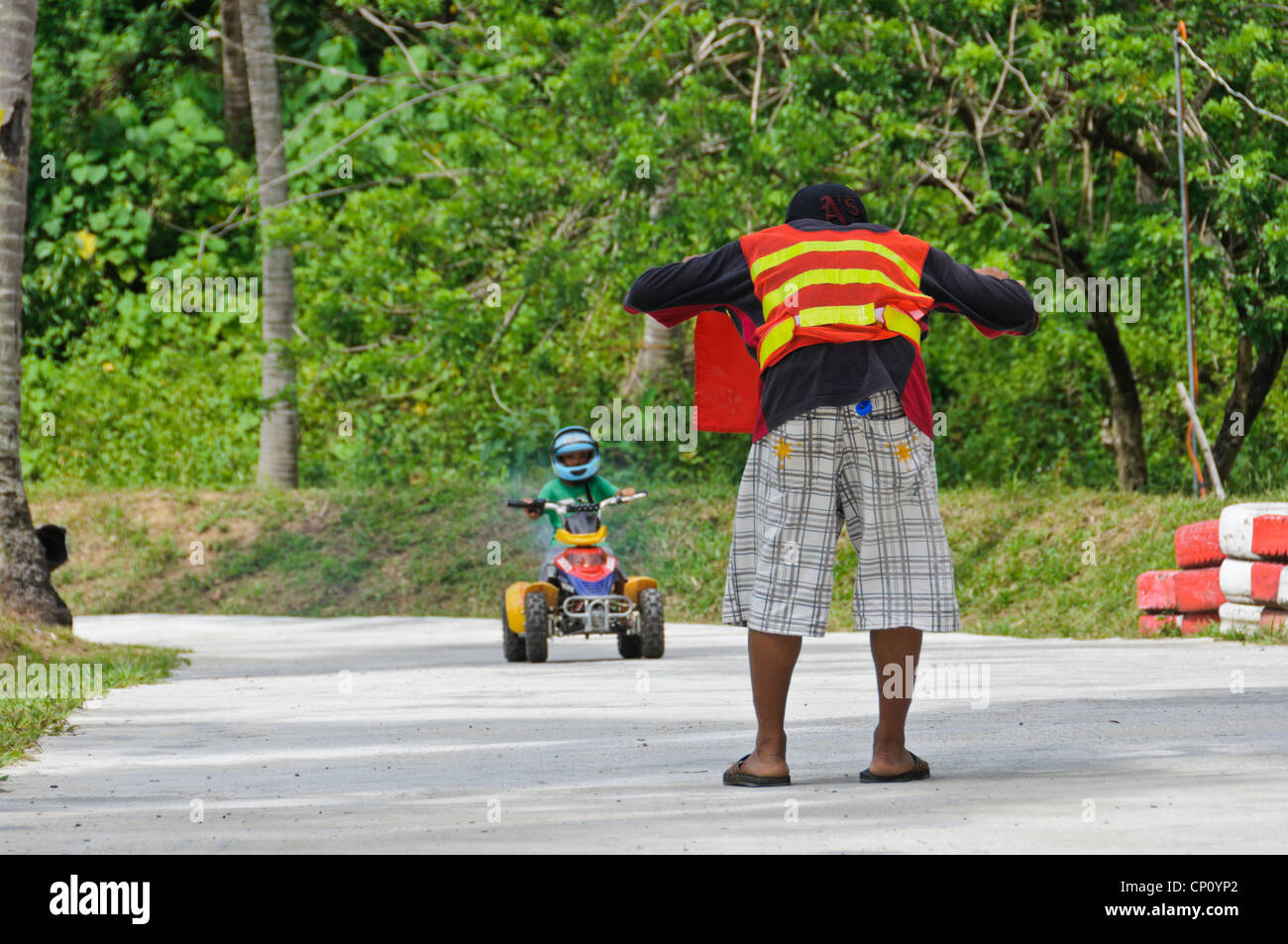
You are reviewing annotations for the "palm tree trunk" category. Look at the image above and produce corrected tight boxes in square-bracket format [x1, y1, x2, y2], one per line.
[219, 0, 254, 157]
[239, 0, 299, 488]
[0, 0, 72, 626]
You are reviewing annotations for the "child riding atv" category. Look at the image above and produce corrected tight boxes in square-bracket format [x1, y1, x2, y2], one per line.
[501, 426, 666, 662]
[524, 426, 635, 580]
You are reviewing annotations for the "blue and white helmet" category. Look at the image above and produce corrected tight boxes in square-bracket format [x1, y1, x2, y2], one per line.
[550, 426, 599, 481]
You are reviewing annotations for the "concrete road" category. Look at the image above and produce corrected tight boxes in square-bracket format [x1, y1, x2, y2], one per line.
[0, 615, 1288, 855]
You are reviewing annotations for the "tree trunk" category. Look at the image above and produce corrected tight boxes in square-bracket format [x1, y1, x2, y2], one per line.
[240, 0, 299, 488]
[219, 0, 254, 157]
[622, 181, 684, 396]
[0, 0, 72, 626]
[1090, 312, 1149, 492]
[1212, 325, 1288, 489]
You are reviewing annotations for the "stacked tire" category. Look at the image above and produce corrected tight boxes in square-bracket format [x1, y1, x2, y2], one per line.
[1136, 520, 1225, 636]
[1136, 502, 1288, 636]
[1219, 502, 1288, 636]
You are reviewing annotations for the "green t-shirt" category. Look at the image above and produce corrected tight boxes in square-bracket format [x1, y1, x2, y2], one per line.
[537, 475, 617, 544]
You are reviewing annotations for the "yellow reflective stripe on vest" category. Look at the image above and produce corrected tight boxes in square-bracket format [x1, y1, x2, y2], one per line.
[751, 240, 917, 287]
[757, 305, 921, 369]
[760, 269, 932, 316]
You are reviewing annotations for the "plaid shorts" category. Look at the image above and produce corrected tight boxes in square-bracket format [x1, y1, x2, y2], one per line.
[722, 390, 961, 636]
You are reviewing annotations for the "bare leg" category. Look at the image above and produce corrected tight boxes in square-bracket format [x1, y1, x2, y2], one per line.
[742, 630, 802, 777]
[868, 626, 921, 777]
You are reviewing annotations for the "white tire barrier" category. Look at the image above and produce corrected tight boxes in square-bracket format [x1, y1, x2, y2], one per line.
[1220, 502, 1288, 561]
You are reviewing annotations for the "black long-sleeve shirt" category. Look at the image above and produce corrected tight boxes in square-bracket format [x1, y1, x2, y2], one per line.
[623, 219, 1038, 438]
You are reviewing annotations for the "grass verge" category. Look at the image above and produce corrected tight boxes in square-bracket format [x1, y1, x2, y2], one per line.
[0, 619, 183, 767]
[22, 479, 1288, 641]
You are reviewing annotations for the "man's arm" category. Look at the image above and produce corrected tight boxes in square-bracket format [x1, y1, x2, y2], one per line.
[622, 240, 756, 327]
[921, 249, 1038, 338]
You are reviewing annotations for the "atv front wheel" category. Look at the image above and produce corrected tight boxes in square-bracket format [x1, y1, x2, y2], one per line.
[639, 587, 666, 660]
[523, 589, 550, 662]
[617, 632, 644, 660]
[501, 599, 528, 662]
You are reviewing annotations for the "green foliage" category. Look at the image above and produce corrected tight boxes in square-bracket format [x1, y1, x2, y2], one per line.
[23, 0, 1288, 490]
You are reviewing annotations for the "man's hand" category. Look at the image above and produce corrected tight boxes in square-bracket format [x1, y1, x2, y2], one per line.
[975, 265, 1024, 284]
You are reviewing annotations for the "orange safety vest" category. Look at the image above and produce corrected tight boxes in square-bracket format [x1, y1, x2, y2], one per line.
[739, 224, 934, 370]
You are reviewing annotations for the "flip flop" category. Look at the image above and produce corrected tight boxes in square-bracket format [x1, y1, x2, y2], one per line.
[724, 754, 793, 787]
[860, 751, 930, 783]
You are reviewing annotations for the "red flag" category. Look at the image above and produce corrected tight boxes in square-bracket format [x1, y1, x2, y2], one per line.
[693, 312, 760, 433]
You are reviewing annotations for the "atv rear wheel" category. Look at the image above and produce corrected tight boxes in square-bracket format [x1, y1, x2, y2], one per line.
[501, 599, 528, 662]
[639, 587, 666, 660]
[523, 589, 550, 662]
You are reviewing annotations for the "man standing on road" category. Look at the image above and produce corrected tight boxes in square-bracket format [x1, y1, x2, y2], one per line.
[625, 183, 1038, 787]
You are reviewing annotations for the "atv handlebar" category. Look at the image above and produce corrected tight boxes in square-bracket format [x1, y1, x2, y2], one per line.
[506, 492, 648, 515]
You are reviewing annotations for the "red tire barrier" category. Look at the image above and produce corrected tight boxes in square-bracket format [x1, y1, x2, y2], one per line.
[1136, 571, 1180, 612]
[1136, 567, 1225, 613]
[1140, 610, 1221, 636]
[1172, 518, 1225, 568]
[1220, 502, 1288, 561]
[1221, 558, 1288, 606]
[1172, 567, 1225, 613]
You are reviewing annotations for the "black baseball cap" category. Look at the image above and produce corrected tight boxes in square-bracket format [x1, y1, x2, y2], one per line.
[787, 184, 868, 227]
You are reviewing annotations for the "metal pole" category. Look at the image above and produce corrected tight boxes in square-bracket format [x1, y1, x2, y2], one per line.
[1172, 21, 1199, 496]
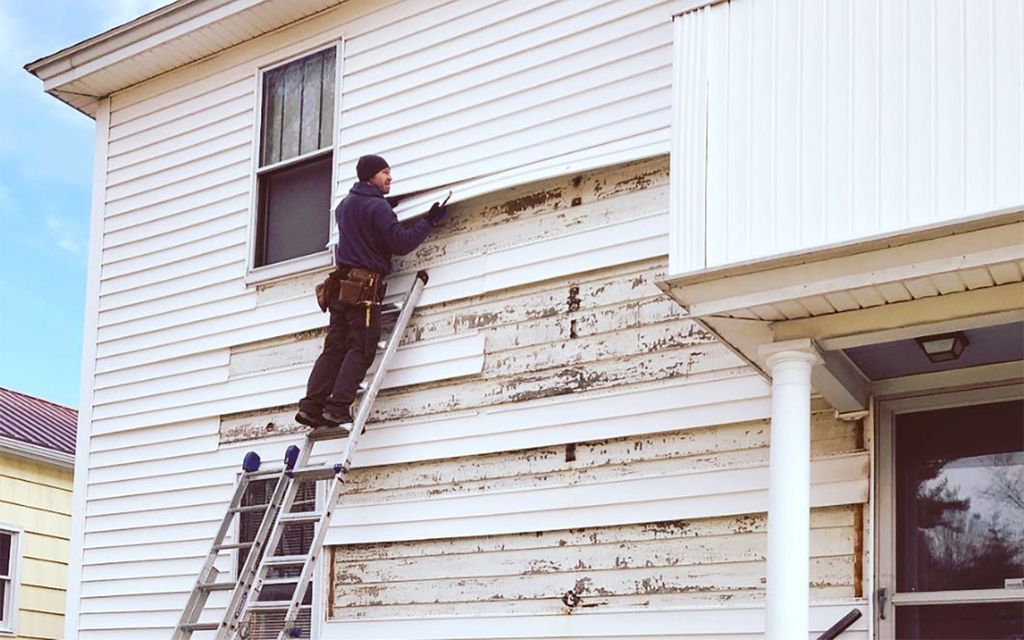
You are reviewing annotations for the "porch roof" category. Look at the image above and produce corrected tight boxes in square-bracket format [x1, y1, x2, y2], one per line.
[659, 207, 1024, 411]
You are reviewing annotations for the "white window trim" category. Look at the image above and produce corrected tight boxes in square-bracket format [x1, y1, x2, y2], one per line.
[870, 380, 1024, 640]
[245, 38, 345, 285]
[0, 522, 25, 636]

Set problem:
Display each line of the entries above that contains the string "wheel", treating uppercase and lowercase letters as distinct.

The solution:
You are reviewing annotations for the "atv front wheel" category. Look at the image above and produce corrected tight boxes in square-bracket format [x1, y1, x2, y2], one per line.
You are reviewing annotations for the "atv rear wheel" category. Look at the image above and produce corrected tight boxes in square-bracket format [x1, y1, x2, y2], one per line.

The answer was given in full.